Items from a data source:
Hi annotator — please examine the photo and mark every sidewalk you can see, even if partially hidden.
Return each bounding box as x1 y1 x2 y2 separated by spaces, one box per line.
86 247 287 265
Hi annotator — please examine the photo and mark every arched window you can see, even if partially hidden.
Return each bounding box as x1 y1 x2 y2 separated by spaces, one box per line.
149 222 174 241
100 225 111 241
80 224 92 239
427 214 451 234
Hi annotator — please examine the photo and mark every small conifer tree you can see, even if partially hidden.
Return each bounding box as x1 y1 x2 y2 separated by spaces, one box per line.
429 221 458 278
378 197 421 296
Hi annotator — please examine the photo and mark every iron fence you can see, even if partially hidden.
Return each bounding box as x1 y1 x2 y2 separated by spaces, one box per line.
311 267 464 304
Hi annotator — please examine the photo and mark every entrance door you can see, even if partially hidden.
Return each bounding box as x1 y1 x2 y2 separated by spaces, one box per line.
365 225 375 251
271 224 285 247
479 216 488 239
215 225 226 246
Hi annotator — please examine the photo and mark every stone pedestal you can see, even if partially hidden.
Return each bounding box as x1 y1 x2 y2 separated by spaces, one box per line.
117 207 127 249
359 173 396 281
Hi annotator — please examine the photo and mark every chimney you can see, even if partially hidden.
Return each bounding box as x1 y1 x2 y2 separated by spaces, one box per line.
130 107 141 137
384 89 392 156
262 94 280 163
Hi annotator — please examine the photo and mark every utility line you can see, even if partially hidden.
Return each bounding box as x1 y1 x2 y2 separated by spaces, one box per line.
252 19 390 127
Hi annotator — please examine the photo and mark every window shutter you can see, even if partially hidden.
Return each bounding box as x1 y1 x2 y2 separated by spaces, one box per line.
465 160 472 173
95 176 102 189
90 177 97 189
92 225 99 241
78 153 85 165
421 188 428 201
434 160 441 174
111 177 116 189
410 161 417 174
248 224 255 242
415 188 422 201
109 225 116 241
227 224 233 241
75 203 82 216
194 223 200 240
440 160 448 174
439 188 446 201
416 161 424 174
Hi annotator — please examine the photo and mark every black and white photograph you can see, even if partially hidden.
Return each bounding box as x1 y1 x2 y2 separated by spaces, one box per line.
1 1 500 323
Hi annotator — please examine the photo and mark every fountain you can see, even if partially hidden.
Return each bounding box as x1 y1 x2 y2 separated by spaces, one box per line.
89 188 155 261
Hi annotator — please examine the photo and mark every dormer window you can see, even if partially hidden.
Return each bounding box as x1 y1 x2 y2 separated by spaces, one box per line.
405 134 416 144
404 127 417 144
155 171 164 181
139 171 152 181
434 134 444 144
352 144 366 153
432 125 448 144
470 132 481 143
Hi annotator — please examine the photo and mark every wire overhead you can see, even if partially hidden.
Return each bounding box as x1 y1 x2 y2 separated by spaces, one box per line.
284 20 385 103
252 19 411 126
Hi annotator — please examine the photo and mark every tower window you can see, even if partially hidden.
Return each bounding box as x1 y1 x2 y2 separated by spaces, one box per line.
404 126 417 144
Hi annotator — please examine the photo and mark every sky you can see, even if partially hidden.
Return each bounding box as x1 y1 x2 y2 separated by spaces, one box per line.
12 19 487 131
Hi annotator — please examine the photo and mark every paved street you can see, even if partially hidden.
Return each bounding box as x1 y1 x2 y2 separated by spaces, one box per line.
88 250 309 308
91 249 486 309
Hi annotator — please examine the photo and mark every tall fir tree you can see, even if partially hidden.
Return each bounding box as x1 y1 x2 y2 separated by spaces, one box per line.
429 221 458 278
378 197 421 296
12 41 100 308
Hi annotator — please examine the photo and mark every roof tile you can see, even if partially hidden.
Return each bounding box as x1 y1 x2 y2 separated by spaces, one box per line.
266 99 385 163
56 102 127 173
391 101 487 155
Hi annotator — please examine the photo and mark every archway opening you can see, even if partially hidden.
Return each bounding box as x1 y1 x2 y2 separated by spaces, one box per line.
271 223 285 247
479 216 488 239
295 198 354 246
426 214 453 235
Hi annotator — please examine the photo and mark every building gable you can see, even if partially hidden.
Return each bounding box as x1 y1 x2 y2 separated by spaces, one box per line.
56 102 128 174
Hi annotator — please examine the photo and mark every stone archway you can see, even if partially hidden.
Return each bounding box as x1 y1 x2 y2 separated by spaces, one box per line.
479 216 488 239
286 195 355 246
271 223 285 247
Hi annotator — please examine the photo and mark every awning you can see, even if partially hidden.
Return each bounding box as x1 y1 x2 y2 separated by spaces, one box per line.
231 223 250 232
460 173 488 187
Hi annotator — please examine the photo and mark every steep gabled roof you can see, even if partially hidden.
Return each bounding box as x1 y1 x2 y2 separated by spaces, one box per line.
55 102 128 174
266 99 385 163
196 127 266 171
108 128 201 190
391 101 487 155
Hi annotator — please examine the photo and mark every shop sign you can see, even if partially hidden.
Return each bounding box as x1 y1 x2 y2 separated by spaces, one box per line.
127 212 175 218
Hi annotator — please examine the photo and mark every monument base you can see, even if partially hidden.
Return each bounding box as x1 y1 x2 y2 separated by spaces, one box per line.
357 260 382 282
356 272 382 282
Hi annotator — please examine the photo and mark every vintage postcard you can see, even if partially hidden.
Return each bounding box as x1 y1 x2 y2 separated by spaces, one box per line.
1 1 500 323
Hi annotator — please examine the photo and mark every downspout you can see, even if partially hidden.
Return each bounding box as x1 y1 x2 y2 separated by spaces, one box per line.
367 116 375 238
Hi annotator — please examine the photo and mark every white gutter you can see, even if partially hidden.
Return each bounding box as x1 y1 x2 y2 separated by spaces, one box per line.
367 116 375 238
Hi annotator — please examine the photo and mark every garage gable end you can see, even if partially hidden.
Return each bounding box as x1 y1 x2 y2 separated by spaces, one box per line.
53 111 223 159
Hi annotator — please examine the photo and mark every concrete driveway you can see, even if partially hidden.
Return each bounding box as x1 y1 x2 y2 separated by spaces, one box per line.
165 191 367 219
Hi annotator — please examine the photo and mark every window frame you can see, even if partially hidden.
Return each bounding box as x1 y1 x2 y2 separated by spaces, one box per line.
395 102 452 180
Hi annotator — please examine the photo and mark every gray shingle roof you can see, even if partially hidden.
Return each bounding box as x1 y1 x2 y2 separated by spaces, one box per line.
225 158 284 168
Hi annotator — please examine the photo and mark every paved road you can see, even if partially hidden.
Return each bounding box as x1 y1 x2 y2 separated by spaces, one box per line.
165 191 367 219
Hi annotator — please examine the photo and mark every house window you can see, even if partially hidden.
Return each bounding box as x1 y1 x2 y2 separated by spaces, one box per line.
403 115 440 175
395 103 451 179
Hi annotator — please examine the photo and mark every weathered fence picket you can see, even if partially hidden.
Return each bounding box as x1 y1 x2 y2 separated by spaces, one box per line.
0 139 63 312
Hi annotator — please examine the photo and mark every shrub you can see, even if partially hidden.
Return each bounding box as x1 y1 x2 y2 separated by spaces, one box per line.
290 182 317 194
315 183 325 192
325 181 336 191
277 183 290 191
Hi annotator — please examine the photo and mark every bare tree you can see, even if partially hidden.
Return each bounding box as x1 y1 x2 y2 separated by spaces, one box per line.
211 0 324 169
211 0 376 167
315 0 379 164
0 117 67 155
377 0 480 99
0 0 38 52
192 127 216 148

[PROBLEM TO WORK ON]: Edit the listing above so that each occurrence of "separated by spaces" becomes "separated by commas", leaving every other part unchanged.

[TASK RESULT]:
Hi annotator — please examine the photo and mark every sidewalk you can see, even if partially hidden.
Return each bounding box as x1 y1 x2 y2 separated by commas, one box per line.
86 247 287 265
Hi annotator — please examine the photo and mark every arched window you can see, even if partially hidden.
Return each bounding box as x1 y1 x2 y2 separated by commas, one box per line.
149 222 174 241
100 225 111 241
80 224 92 239
427 214 451 234
Hi annotator — please examine the photo and mark every small conifer tree you can see, even if partially hidden.
Return each bounding box as x1 y1 x2 y2 separated by commas, one box per line.
429 221 458 278
378 197 421 296
Hi annotator — please examine the photo and mark every iron fence you can see, even if partially hidden.
Return each bounding box as x1 y1 x2 y2 separated by commas, one box per line.
311 267 464 304
Hi annotator — please examine the photo and mark every entrance door you can see, even if partially hidden.
Return each bounding box as x1 y1 x2 y2 separated by commas, one box per line.
365 225 375 251
271 224 285 247
479 216 488 239
215 225 226 246
Hi annotator — please examine the photo and mark every stone pedestal you can see, even if partially hidden.
Return each bounding box as x1 y1 x2 y2 separated by commas, one box per line.
117 207 127 249
359 173 396 281
Hi annotator — please examine the photo and mark every chimney you can see, even if partially hidden.
Return each bounding box as x1 y1 x2 y2 separated by commas, one box per line.
130 107 141 137
384 89 392 156
262 94 280 163
Hi annotator — please examine the photo and mark every utility line you can see, even if partially hidden.
Return each bounding box as x1 y1 x2 y2 separated by commas, one box per line.
252 19 390 127
Hi annotator — please examine the photo and mark every window shutter you can see, even if partially hidden.
Return each bounding box as x1 y1 x2 y2 separated by commas, one box per line.
465 160 472 173
95 176 102 189
90 177 97 189
92 225 99 241
78 153 85 165
421 188 428 201
434 160 441 174
111 177 116 189
410 161 417 174
248 224 255 242
415 188 422 201
109 225 116 241
227 224 233 241
75 203 82 216
194 223 200 240
440 160 448 174
439 188 446 201
416 161 424 174
Hi annotator — please examine the photo and mark every black and white photograph you can see, even if partially hidden.
Return each bounding box as x1 y1 x2 y2 separated by commas, one box per line.
1 1 500 323
Hi annotator — please examine the photo and mark every fountain you can see, even if partially hidden.
Return each bounding box as x1 y1 x2 y2 separated by commas, one box per line.
89 188 155 261
Hi annotator — please examine the photo and mark every dormer window you can see, even if partially hidden.
Return each bounding box as x1 y1 x2 y2 separated by commas, one box per line.
405 134 416 144
404 127 417 144
155 171 164 181
139 171 152 181
434 134 444 144
352 144 366 153
432 125 448 144
470 132 481 143
Hi annotator — please examine the photo and mark every wire overhead you can see, even if partially hidden.
Return each bounding box as x1 y1 x2 y2 separated by commas, one box per line.
284 20 385 103
252 19 411 126
Hi annotator — please examine the photo and mark every tower window you can see, even if partially hidden.
Return each bounding box as x1 y1 x2 y2 separated by commas, one box per line.
404 126 417 144
Hi annotator — please examine the photo and mark every sky you can see, even if partially hidden.
Return each bounding box as x1 y1 x2 y2 separated by commas, one box per line.
12 19 487 131
Hi annotator — please examine the photo and mark every paved street you can see, even if partially hidden.
Return each bounding box as x1 y1 x2 y2 separated by commas, one box per line.
88 250 309 308
91 249 486 309
Hi annotator — please examine the photo and mark every tall fir tree you can see, even if partially hidden.
Return each bounding box as x1 y1 x2 y2 separated by commas, one box per line.
429 221 458 278
378 197 421 296
12 41 100 308
Hi annotator — please examine the photo and mark every roof tile you can see, even if partially hidden.
Return each bounding box as x1 y1 x2 y2 separated by commas, one box per line.
266 99 385 163
56 102 127 173
391 101 487 155
Hi annotator — please examine the photo and mark every archway opening you can see, even if partially hidden.
Return each bounding box as x1 y1 x2 y2 separated by commas, one box per line.
271 223 285 247
479 216 488 239
295 198 354 246
426 214 453 235
Hi annotator — please examine the photo and mark every building gable you can see, even if partially hidden.
Return each bounding box as x1 y1 x2 y2 separated by commas, one box per line.
56 102 128 174
Hi annotator — please examine the photo and mark every stone archway you can see, even if partially hidden.
Return each bounding box as x1 y1 x2 y2 separated by commas, one box per line.
479 216 488 239
286 195 355 246
271 223 285 247
Hi annotator — please examine the photo and mark every awning you can see, even if partially hidden.
Return each bounding box as x1 y1 x2 y2 separated by commas, one box per line.
231 223 250 232
460 173 488 187
Hi annotator — please examine the photo and mark every steep gabled roof you can see, even if partially hidden.
Return each bounding box as x1 y1 x2 y2 separated by commas, one box per line.
55 102 128 174
266 99 385 163
196 127 266 171
108 128 201 190
391 101 487 155
Hi annotator — please examine the photo and mark every shop sign you can see, even if partially hidden.
Return each bounding box as x1 y1 x2 y2 separated by commas, one box per line.
127 212 175 218
Hi annotator — please examine the photo and mark every monument base you can see, even if partially hidden.
Return each bounding box as x1 y1 x2 y2 separated by commas, one box per line.
357 260 382 282
356 272 382 282
Hi annotator — please examine the photo and mark every vintage postcard you can see, even if partially hidden.
Return each bounding box as x1 y1 x2 y2 separated by commas, one box per line.
1 1 500 323
Hi annotator — please examine the photo and mark every downspout you can see, even if partially hidden.
Return each bounding box as x1 y1 x2 y2 separated by commas, one box per line.
367 116 375 238
Hi annotator — please examine the photo and mark every white gutter you can see, even if partially hidden.
Return each bounding box as x1 y1 x2 y2 separated by commas, one box per line.
367 116 375 238
Hi annotator — please examine the photo and mark every garage gable end you can see, even if partially hidden.
Return each bounding box as x1 y1 x2 y2 separated by commas, one box per line.
53 111 223 159
Hi annotator — please examine the photo and mark every concrete driveway you can see, even if partially hidden.
Return each bounding box as x1 y1 x2 y2 separated by commas, one box per line.
165 191 367 219
Hi annotator — please examine the photo and mark every window frame you can see, even if partially hidden.
Return each bounding box as x1 y1 x2 y2 separated by commas, one box per line.
395 102 452 180
Hi annotator — please examine the photo and mark every gray shingle roof you can see, even if partially hidden.
Return each bounding box as x1 y1 x2 y2 separated by commas, one box per line.
225 158 284 168
Hi annotator — please examine the photo and mark every paved road you can see, even if partially hidden.
Return each bounding box as x1 y1 x2 y2 separated by commas, one box per line.
165 191 367 219
Hi annotator — please examine the photo and mark every house window you can see, even if partially hidden.
Return each bounding box as x1 y1 x2 y2 separated by commas, one box per line.
403 115 440 175
395 103 451 179
Hi annotator — please examine the photo and mark every weathered fence picket you can see, even if partially hidden.
Return each bounding box as x1 y1 x2 y2 separated by commas, one box per line.
0 139 63 312
Hi annotator — please examine the photo and mark every shrub you can see, even if partially hidden.
Return each bounding box as x1 y1 x2 y2 separated by commas, one box per line.
290 182 317 194
315 183 325 192
325 181 336 191
277 183 290 191
Hi annotator — please examine the photo and mark every bare tree you can see, even if partially hidden.
Return each bounding box as x1 y1 x2 y2 separated by commas, one box per line.
211 0 324 169
211 0 376 167
315 0 379 164
0 117 67 155
377 0 480 99
0 0 38 52
192 127 216 148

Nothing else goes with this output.